◆ READING TEXT
= Culoepuya =

Type of drum battery

The culo'e puya drums, also known as culoepuya, culo e puya, or culepuya, are a battery of small drums originally from Venezuela, with a Kongo lineage. They are used in an ensemble also known as redondo drums, after the dance motion and the circle which forms around the dancers during performance.

==Organology==

Culo'e puya drums. From left to right: prima, cruzao, and pujao

The culo'e puya battery comprises three drums made of lightweight wood from the tree known locally as lano or ceiba de lana (Ceiba pentandra, a member of the Bombacaceae family, to which Balsa also belongs). Both ends have skin heads, which are joined with tensors made of rope (nylon rope is commonly used today). The drums are roughly 1.5 m (4 ft.) in length and between 10 and 15 cm (4-6 inches) in diameter.

The inside of the drum is carved in the shape of an hourglass, instead of a cylinder.

There are three different diameters, each corresponding to a distinct "voice" or pattern. The different diameters are known as:

- Prima - The smallest. Also called hembra (female) or quitimba or quichimba (a word of probable African origin, but whose exact meaning has been lost).
- Cruzao - The middle diameter drum. The name means "hybrid" or "crossed".
- Pujao - The largest diameter. Also called macho (male). The word pujao is a vernacular misspelling of the past participle of the verb pujar, which means to struggle, to push, or (colloquially, in South America) to moan as a result of extreme effort.

◆ TASK INSTRUCTIONS
Extend the text on the culo'e puya drums, starting right after its final sentence. The lines that come next are a separate set and have no connection to the culo'e puya drum text.

◆ DATASET CONTENT

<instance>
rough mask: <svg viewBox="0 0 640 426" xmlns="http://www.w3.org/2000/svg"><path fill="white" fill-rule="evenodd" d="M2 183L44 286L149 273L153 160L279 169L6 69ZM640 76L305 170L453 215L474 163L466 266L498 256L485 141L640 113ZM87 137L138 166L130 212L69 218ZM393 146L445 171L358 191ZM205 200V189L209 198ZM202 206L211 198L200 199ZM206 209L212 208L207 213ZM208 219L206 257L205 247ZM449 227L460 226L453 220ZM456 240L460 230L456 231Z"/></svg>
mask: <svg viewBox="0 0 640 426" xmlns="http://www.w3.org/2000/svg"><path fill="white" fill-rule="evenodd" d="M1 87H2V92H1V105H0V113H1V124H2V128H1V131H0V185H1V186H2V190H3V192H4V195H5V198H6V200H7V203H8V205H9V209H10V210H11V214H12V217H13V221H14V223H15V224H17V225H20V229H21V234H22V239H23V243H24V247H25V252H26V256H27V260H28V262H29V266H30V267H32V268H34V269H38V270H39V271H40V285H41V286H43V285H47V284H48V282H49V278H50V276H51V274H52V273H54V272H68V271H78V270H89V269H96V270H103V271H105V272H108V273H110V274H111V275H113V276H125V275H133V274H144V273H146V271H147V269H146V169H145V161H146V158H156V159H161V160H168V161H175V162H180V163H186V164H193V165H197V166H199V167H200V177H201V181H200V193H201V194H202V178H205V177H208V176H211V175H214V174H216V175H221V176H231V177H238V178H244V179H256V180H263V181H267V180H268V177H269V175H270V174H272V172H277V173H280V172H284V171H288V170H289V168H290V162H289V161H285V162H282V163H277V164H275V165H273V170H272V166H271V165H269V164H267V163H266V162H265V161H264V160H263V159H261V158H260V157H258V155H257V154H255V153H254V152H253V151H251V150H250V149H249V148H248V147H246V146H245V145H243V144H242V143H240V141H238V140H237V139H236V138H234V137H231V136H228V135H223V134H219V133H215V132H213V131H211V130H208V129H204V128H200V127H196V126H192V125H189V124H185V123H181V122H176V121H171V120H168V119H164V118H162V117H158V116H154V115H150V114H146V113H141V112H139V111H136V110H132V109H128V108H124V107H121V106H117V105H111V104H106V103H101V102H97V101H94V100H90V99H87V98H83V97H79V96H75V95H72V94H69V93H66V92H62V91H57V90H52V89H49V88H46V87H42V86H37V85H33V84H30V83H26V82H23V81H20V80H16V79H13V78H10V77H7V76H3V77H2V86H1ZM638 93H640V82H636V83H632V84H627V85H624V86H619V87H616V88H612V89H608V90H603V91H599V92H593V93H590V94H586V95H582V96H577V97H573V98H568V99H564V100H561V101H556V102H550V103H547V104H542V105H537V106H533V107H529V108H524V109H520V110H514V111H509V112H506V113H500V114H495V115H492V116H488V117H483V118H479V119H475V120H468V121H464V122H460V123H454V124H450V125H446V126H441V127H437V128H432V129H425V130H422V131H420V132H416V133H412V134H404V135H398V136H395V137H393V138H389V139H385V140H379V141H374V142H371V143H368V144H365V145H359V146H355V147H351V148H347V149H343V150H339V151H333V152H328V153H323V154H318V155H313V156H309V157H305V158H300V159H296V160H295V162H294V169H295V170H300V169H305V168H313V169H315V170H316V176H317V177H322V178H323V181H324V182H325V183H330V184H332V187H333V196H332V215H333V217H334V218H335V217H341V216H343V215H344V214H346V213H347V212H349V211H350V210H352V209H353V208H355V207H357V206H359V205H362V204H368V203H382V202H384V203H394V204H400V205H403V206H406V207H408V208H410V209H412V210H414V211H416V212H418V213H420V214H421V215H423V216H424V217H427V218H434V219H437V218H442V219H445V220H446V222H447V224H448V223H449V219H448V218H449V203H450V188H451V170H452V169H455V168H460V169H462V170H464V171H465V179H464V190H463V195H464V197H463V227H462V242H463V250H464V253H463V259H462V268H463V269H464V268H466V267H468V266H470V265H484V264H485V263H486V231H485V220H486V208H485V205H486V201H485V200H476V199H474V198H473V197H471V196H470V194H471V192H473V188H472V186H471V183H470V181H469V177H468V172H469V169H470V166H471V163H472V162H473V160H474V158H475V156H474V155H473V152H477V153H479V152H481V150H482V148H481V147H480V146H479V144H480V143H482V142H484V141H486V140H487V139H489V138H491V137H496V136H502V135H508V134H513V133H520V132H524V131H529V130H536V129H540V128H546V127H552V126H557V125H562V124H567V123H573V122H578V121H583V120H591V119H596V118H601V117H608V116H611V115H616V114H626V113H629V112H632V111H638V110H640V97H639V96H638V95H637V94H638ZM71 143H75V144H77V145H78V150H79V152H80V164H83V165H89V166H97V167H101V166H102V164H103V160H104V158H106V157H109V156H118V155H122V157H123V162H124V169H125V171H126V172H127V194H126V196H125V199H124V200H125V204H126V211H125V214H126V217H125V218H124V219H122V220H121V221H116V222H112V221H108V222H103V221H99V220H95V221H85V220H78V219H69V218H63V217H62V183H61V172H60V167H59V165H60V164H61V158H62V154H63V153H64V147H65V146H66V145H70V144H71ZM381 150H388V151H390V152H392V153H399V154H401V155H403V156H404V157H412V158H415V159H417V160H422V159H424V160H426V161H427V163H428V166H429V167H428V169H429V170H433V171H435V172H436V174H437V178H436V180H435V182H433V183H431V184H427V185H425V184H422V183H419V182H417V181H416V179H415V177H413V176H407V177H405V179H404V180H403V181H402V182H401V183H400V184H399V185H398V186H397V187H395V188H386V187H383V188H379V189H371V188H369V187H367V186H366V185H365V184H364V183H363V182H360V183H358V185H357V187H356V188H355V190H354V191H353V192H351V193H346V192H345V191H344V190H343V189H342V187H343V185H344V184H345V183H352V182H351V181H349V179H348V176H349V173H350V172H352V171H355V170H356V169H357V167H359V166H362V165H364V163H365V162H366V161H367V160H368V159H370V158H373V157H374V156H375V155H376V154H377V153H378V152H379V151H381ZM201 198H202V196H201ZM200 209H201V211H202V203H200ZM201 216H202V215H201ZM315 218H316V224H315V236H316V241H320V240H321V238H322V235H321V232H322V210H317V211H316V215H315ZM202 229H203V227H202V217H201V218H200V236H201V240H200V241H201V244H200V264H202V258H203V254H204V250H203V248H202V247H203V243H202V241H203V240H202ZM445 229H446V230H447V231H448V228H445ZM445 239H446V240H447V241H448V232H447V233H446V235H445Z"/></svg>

◆ ANSWER FOR THE TASK
==Playing technique==
Redondo drums are held between the player's legs and played with a stick in one hand and the fingers of the other (bare) hand. There are six basic strokes:

1. Open stroke with bare hand.
2. Closed stroke with bare hand's fingertips.
3. Bass stroke with the heel of the bare hand.
4. Open stroke with stick on drum head.
5. Closed stroke with stick on drum head.
6. Side stick.

==Rhythms==

Drum pattern from Curiepe

Culo'e Puya drums are typical of the Barlovento region of North-central Venezuela. They are most commonly used in the festivities of the Summer Solstice/St. John the Baptist (June 24) as part of the Redondo ensemble, which also includes one or two maracas, voice and hand claps. The redondo players accompany the processions dedicated to St. John and play alongside it in an ensemble often called tambor pequeño or (small drum), to distinguish it from another battery of drums used during the St. John festivities, known as tambor grande (large drum), or Mina.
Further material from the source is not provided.